Problems and tasks |
A - From the passage on game storytelling, reproduce word for word the part that opens with the words containing "On your other" and closes with "you was excellent.".
B - Answer these from the passage on game storytelling:
(i) Which Shakespeare play does it say most critics think is poor?
(ii) Which two games have their narrative content named?
(iii) What does it say stories from other media often become when brought into games?

Extracted text |
+ + +
On your other question. Saying that the narrative content of LoTRO or NWN sucks ass is not necessarily something I'd disagree with, but you're missing the point if you think that the course is about glorifying how aesthetically wonderful the narrative content of LoTRO is. Even in a course on classic literature, you often end up teaching works that you or other critics think are very poor in quality. A Shakespeare course may often include "A Winter's Tale", which most Shakespeare critics think sucks ass. The interesting critical question becomes, "Why do we find this an inferior work?", which turns out to be a question you need to ask if your ideas about excellence aren't just recitations of what somebody else told you was excellent.
So certainly one thing this course could ask is, "Why do stories from other media frequently become derivative or generic when they're brought into the games medium?"
+ + +
Stored data |
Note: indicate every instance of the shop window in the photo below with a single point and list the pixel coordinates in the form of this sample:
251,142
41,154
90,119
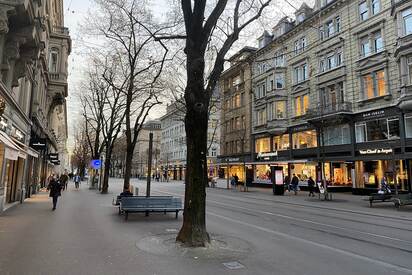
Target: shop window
262,145
301,105
374,84
281,142
375,130
336,135
407,21
306,139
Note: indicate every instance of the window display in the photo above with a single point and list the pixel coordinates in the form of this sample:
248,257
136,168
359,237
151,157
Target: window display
306,139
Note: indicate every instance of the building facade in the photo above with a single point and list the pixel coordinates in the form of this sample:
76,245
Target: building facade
33,87
173,141
332,95
235,117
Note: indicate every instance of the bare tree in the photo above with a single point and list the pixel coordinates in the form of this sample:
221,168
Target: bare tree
130,30
203,23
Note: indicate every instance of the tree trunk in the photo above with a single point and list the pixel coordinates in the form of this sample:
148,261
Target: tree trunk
193,231
106,173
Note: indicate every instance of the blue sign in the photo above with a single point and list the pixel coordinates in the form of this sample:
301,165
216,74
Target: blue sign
96,164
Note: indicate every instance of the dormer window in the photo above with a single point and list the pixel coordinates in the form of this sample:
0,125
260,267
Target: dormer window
53,60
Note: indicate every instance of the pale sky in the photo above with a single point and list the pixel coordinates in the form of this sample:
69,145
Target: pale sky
74,13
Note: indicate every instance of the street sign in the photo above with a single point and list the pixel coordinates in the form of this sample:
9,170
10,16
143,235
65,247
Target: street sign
96,164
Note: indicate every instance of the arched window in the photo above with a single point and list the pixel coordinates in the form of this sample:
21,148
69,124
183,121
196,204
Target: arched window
54,60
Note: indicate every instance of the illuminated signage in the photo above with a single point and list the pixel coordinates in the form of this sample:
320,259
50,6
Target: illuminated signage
375,151
267,156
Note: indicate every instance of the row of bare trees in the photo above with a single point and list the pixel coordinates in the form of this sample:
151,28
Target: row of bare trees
129,82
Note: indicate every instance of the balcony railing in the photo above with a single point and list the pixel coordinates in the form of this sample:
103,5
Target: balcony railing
329,109
61,30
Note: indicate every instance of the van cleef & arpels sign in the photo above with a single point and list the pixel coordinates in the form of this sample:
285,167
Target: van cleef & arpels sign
376,151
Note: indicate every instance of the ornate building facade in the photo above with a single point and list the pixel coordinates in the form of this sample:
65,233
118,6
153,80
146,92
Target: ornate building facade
34,47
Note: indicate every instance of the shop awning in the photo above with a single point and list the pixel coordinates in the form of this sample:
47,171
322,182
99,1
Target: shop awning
11,150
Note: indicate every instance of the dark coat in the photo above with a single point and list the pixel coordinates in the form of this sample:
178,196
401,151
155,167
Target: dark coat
55,188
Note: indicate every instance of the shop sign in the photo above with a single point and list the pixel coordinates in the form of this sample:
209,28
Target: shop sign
375,151
267,156
232,159
38,143
54,156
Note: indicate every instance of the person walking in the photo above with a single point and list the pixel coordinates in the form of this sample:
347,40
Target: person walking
64,179
295,183
55,188
77,181
311,187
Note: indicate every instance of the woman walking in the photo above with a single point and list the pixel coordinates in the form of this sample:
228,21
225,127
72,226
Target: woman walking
55,190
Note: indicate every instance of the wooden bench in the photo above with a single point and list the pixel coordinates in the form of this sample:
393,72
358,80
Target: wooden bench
402,200
375,197
150,204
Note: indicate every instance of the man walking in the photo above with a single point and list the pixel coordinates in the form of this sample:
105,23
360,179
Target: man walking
55,190
77,181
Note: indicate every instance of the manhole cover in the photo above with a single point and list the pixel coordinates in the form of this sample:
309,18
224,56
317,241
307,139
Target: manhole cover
233,265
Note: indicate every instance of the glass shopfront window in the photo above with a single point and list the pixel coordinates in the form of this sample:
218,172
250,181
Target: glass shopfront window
337,174
370,173
281,142
262,145
380,129
306,139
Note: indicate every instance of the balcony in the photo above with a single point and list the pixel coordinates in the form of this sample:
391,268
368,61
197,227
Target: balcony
331,111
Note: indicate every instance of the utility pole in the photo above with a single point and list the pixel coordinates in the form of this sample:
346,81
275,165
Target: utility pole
149,164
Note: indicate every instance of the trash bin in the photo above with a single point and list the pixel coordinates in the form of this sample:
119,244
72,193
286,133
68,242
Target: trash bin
277,180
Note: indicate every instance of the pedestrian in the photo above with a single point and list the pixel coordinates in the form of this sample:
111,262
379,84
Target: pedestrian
295,183
77,181
311,186
286,182
64,179
55,190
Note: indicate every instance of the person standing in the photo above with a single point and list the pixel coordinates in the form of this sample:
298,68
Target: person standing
55,190
295,183
311,187
77,181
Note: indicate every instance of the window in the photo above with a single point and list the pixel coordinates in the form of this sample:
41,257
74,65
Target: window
279,81
335,135
281,142
300,45
377,42
407,21
374,84
408,125
262,145
300,73
365,47
380,129
280,109
53,62
363,10
301,105
376,6
306,139
261,117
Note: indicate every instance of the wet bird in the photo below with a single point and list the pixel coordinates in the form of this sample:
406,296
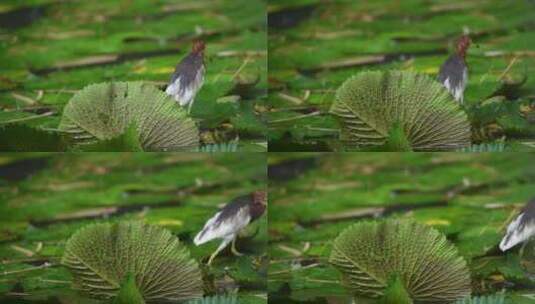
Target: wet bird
229,221
454,72
188,77
521,229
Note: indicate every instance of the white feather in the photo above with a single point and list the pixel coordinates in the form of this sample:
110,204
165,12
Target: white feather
515,235
226,229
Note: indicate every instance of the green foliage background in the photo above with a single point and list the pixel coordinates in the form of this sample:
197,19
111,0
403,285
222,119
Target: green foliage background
470,197
42,207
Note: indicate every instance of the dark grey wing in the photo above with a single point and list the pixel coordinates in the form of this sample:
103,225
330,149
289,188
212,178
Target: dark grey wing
235,206
187,70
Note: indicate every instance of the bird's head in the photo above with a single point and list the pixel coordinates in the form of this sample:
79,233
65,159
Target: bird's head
198,47
463,44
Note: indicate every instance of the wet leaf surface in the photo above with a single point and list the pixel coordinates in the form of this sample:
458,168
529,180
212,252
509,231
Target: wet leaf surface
470,197
314,46
45,198
57,48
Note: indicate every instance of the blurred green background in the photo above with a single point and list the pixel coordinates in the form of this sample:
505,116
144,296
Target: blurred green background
315,45
469,197
51,49
45,198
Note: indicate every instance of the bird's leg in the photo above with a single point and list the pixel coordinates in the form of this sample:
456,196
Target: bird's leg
189,106
218,250
233,248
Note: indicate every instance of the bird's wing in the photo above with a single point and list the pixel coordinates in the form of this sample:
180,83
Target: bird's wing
218,227
518,231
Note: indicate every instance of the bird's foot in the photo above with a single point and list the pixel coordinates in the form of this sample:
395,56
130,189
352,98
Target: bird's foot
234,250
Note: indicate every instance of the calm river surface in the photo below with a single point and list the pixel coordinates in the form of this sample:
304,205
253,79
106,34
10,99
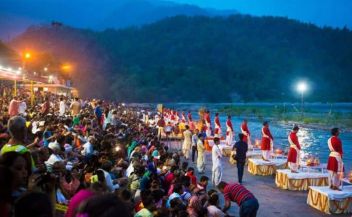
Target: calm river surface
+ + +
Per-task outputs |
A -
On your other question. Saying that the narrative content of LoTRO or NWN sucks ass is not necessarily something I'd disagree with, but you're missing the point if you think that the course is about glorifying how aesthetically wonderful the narrative content of LoTRO is. Even in a course on classic literature, you often end up teaching works that you or other critics think are very poor in quality. A Shakespeare course may often include "A Winter's Tale", which most Shakespeare critics think sucks ass. The interesting critical question becomes, "Why do we find this an inferior work?", which turns out to be a question you need to ask if your ideas about excellence aren't just recitations of what somebody else told you was excellent.

B -
(i) "A Winter's Tale"
(ii) LoTRO and NWN
(iii) Derivative or generic